RAW DATA →
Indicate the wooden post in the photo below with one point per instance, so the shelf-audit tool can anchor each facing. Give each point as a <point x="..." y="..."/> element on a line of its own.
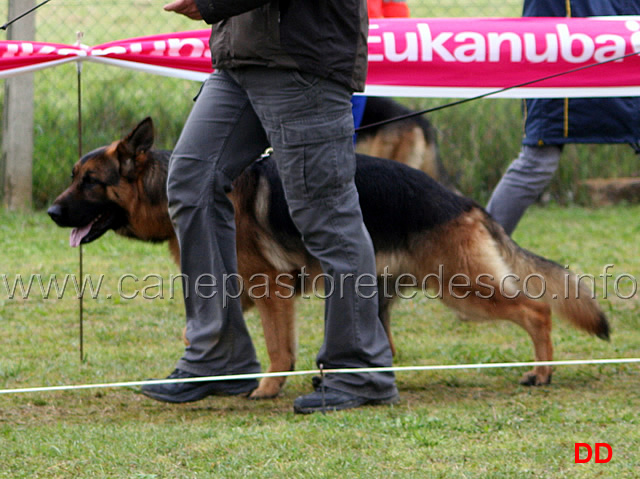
<point x="17" y="121"/>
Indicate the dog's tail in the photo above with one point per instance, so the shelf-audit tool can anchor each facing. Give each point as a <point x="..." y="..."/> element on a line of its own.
<point x="565" y="292"/>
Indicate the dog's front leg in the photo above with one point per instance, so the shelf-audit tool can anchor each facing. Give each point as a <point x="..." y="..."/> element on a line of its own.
<point x="277" y="313"/>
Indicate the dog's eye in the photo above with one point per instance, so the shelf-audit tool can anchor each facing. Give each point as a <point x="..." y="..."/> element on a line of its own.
<point x="91" y="181"/>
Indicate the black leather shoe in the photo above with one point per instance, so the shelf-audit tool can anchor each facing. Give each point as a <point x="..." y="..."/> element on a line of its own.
<point x="189" y="392"/>
<point x="334" y="400"/>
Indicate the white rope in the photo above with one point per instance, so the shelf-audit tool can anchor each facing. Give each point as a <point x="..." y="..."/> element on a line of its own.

PROBLEM REQUIREMENTS →
Copy all of the records above word for word, leaving out the picture.

IN RESPONSE →
Indicate the wooden post in the photo below with one point per instance, so the shelf-audit tool can anchor each facing. Give each point as a <point x="..." y="..."/> element on a line of its own.
<point x="17" y="121"/>
Indicate the dog's tail in the photo above with one point per instance, so the shelf-audit tool can anchor each facing. Give each point as a <point x="..." y="..."/> element on a line of its own.
<point x="565" y="292"/>
Indicate the dog's front leg in the photo above with one point per instance, so the shelf-audit tool can anchor each facing. Give each point as a <point x="..." y="..."/> element on a line of its own.
<point x="277" y="313"/>
Indicate the dog's eye in the photo above with one point per instance, so the shelf-audit tool can anchor each facing. Give each point as a <point x="..." y="..."/> element on a line of its own.
<point x="91" y="181"/>
Indicate the black leather shoe in the photo above with one point per instance, so the shelf-audit tool can anchor each facing. Give each point as a <point x="..." y="..."/> element on a line of its own.
<point x="189" y="392"/>
<point x="334" y="400"/>
Indicate the white rope in the photo above with one point per instance, so the shelf-audit tool can anchor each facing. Give each point as a <point x="..." y="..."/> element on a line of its own.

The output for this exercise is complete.